Sometimes exponential growth is given as a percentage, so for example we might say “prices rose by 5% annually.” In this case the growth factor is \(~b=1+r~\text{,}\) where \(r\) is the percentage rate in decimal form. For a percent decrease, \(~b=1-r~\text{.}\)
Example 5.81.
From 1990 to 2000, the population of Clark County, Nevada, grew by \(6.4\%\) per year.
What was the growth factor for the population of Clark County from 1990 to 2000? If the population of Clark County was \(768,000\) in 1990, write a formula for the population \(t\) years later.
Write a growth formula for Clark County using base \(e\text{.}\)
Solution.
The growth factor was \(b = 1 + r = 1.064\text{.}\) The population \(t\) years later was
\begin{equation*}
P(t) = 768,000 (1.064)^t
\end{equation*}
We use the formula \(P(t) = P_0 \cdot e^{kt}\text{,}\) where \(e^k = 1.064\text{.}\) Solving for \(k\text{,}\) we find
\begin{equation*}
k = \ln 1.064 = 0.062
\end{equation*}
so \(P(t) = 768,000 e^{0.062t}\text{.}\)
Checkpoint 5.82. Practice 8.
From 1994 to 1998, the number of personal computers connected to the Internet grew according to the formula
\begin{equation*}
N(t) = 2.8e^{0.85t}
\end{equation*}
where \(t = 0\) in 1994 and \(N\) is in millions. (Source: Los Angeles Times, September 6, 1999)
Evaluate \(N(1)\text{.}\) By what percent did the number of Internet users grow in one year?
Express the growth law in the form \(~N(t) = N_0 (1 + r)^t\text{.}\) (Hint: \(e^k = 1 + r\text{.}\))

▶ Given information:
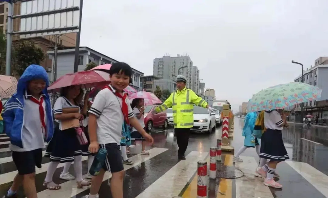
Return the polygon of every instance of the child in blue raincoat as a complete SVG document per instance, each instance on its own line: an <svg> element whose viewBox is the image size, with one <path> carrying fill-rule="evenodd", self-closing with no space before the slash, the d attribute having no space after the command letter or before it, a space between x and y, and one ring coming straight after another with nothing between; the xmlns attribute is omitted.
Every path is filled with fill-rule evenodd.
<svg viewBox="0 0 328 198"><path fill-rule="evenodd" d="M131 129L130 126L125 121L122 126L122 137L121 139L121 152L123 157L123 163L132 165L133 162L129 159L127 155L127 146L131 145Z"/></svg>
<svg viewBox="0 0 328 198"><path fill-rule="evenodd" d="M239 151L234 156L234 159L236 161L243 161L243 160L240 159L239 156L248 148L255 148L257 155L259 155L260 144L257 139L253 136L253 130L255 125L255 122L257 117L257 113L256 112L250 112L246 115L242 134L245 137L244 140L244 146L239 149Z"/></svg>

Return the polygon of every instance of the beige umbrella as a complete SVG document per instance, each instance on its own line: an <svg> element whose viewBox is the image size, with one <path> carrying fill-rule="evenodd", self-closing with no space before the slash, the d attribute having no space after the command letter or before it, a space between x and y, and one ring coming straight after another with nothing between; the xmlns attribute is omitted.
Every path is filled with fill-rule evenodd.
<svg viewBox="0 0 328 198"><path fill-rule="evenodd" d="M15 77L0 75L0 98L9 98L16 93L17 83Z"/></svg>

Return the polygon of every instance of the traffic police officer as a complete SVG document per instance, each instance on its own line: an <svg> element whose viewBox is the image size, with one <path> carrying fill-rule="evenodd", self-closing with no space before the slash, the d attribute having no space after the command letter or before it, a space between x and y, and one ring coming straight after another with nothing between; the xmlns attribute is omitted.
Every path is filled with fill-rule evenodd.
<svg viewBox="0 0 328 198"><path fill-rule="evenodd" d="M178 75L176 91L171 93L162 105L155 109L158 112L172 107L174 133L179 147L178 157L179 159L182 160L186 159L185 152L188 146L190 129L194 125L194 105L207 108L211 112L216 110L192 90L186 88L187 80L182 75Z"/></svg>

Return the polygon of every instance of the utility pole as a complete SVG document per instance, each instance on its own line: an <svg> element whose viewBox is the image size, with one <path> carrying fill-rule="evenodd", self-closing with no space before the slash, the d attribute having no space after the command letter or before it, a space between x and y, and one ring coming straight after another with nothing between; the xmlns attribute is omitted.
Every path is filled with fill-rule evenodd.
<svg viewBox="0 0 328 198"><path fill-rule="evenodd" d="M80 40L81 35L81 25L82 24L82 10L83 7L83 0L80 1L80 21L79 22L79 31L76 35L76 41L75 44L75 55L74 56L74 67L73 72L77 72L79 64L79 53L80 52Z"/></svg>
<svg viewBox="0 0 328 198"><path fill-rule="evenodd" d="M12 1L8 2L8 29L7 29L7 49L6 50L6 75L10 75L11 65L11 45L12 38L12 17L14 15L14 6Z"/></svg>
<svg viewBox="0 0 328 198"><path fill-rule="evenodd" d="M303 69L303 64L302 63L299 63L299 62L295 62L294 60L292 60L292 63L295 64L297 64L302 66L302 77L301 78L301 82L303 83L303 80L304 79L304 77L303 76L303 73L304 72L304 70ZM304 103L301 103L301 122L303 122L303 107L304 106Z"/></svg>

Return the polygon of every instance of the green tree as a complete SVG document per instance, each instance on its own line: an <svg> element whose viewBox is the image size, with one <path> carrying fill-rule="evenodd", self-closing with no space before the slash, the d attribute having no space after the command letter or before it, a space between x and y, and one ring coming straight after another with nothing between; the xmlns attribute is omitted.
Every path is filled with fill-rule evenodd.
<svg viewBox="0 0 328 198"><path fill-rule="evenodd" d="M0 31L0 74L3 75L5 74L6 71L7 42L6 35Z"/></svg>
<svg viewBox="0 0 328 198"><path fill-rule="evenodd" d="M164 90L162 91L162 98L163 100L166 100L171 95L171 92L169 90Z"/></svg>
<svg viewBox="0 0 328 198"><path fill-rule="evenodd" d="M12 65L16 74L22 75L25 69L30 65L40 65L46 58L42 49L33 42L21 40L14 46Z"/></svg>
<svg viewBox="0 0 328 198"><path fill-rule="evenodd" d="M85 67L85 68L84 69L84 71L87 71L88 70L90 70L94 67L95 67L97 66L98 66L98 65L97 65L97 64L94 62L90 62L87 64L87 66Z"/></svg>
<svg viewBox="0 0 328 198"><path fill-rule="evenodd" d="M162 99L162 90L161 90L159 86L156 86L156 89L154 91L154 94L158 98L158 99L160 100Z"/></svg>

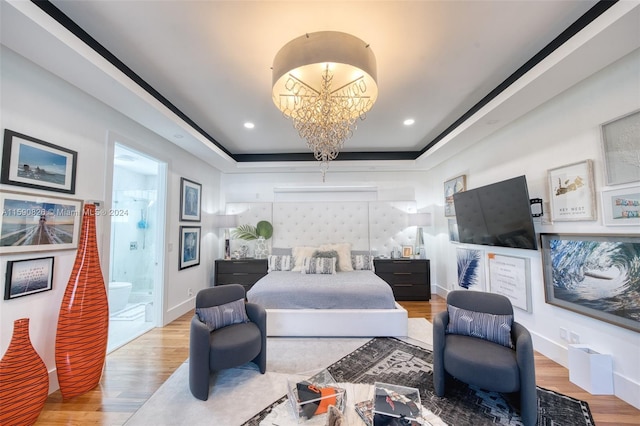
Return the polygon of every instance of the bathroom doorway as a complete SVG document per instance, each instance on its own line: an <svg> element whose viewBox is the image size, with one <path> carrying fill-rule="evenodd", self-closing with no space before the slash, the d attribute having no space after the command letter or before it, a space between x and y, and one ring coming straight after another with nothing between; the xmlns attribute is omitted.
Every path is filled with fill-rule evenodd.
<svg viewBox="0 0 640 426"><path fill-rule="evenodd" d="M165 163L115 144L107 352L161 323L165 179Z"/></svg>

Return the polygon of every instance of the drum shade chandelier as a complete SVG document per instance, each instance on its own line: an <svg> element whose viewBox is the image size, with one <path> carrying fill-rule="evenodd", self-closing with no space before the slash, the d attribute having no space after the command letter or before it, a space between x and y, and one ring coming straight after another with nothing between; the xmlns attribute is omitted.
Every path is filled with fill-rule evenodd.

▶ Check your understanding:
1) In the exponential growth excerpt, what growth factor applies to a percent decrease?
2) Sum up the exponential growth excerpt in two sentences.
3) Carry on the exponential growth excerpt from its final sentence.

▶ Responses by item number:
1) The growth factor is b = 1 − r, where r is the percentage rate in decimal form.

2) When exponential growth is given as a percentage rate r in decimal form, the growth factor is b = 1 + r, or b = 1 − r for a decrease. A worked example takes the population of Clark County, Nevada, which was 768,000 in 1990 and grew 6.4% per year until 2000, writes it as P(t) = 768,000(1.064)^t and, using k = ln 1.064 = 0.062, as P(t) = 768,000e^(0.062t), and a practice problem then gives N(t) = 2.8e^(0.85t) for the millions of personal computers connected to the Internet from 1994 to 1998.

3)
Solution.
\(N(1)\approx 6.55\text{,}\) \(~134\%\)
\(\displaystyle N(t)\approx 2.8 (2.3396)^t \)
Now, what about exponential decay, where the the decay factor \(b\) is a number less than 1? If \(k\) is negative, then \(e^k\) is a number less than \(1\text{.}\) For example, if \(k = -2\text{,}\)
\begin{equation*}
e^{-2} = \frac{1}{e^2} \approx \frac{1}{7.3891} \approx 0.1353
\end{equation*}
Thus, for negative values of \(k\text{,}\) the function \(P(t) = P_0 e^{kt}\) describes exponential decay.
Exponential Growth and Decay.
The function
\begin{equation*}
\blert{P(t) = P_0 e^{kt}}
\end{equation*}
describes exponential growth if \(k \gt 0\text{,}\) and exponential decay if \(k \lt 0\text{.}\)
Checkpoint 5.83. QuickCheck 4.
The natural log of a number between 0 and 1 is
positive.
negative.
undefined.
between \(e^0\) and \(e^1\text{.}\)
Example 5.84.
Express the decay law \(N(t) = 60 (0.8)^t\) in the form \(N(t) = N_0 e^{kt}\text{.}\)
Solution.
For this decay law, \(N_0 = 60\) and \(b = 0.8\text{.}\) We would like to find a value for \(k\) so that \(e^k = b = 0.8\text{,}\) that is, we must solve the equation
\begin{equation*}
\begin{aligned}[t]
e^k \amp = 0.8\amp\amp \blert{\text{Take natural log of both sides.}}\\
\ln e^k\amp = \ln 0.8\amp\amp \blert{\text{Simplify.}}\\
k\amp = \ln 0.8 \approx -0.2231
\end{aligned}
\end{equation*}
Replacing \(b\) with \(e^k\text{,}\) we find that the decay law is
\begin{equation*}
N(t) \approx 60e^{-0.2231t}
\end{equation*}
Checkpoint 5.85. Practice 9.
A scientist isolates \(25\) grams of krypton-91, which decays according to the formula
\begin{equation*}
N(t) = 25e^{-0.07t}\text{,}
\end{equation*}
where \(t\) is in seconds.
-
Complete the table of values showing the amount of krypton-91 left at \(10\)-second intervals over the first minute.
| \(t\) |
\(0\) |
\(10\) |
\(20\) |
\(30\) |
\(40\) |
\(50\) |
\(60\) |
| \(N(t)\) |
\(\hphantom{000}\) |
\(\hphantom{000}\) |
\(\hphantom{000}\) |
\(\hphantom{000}\) |
\(\hphantom{000}\) |
\(\hphantom{000}\) |
\(\hphantom{000}\) |
Use the table to choose a suitable window and graph the function \(N(t)\text{.}\)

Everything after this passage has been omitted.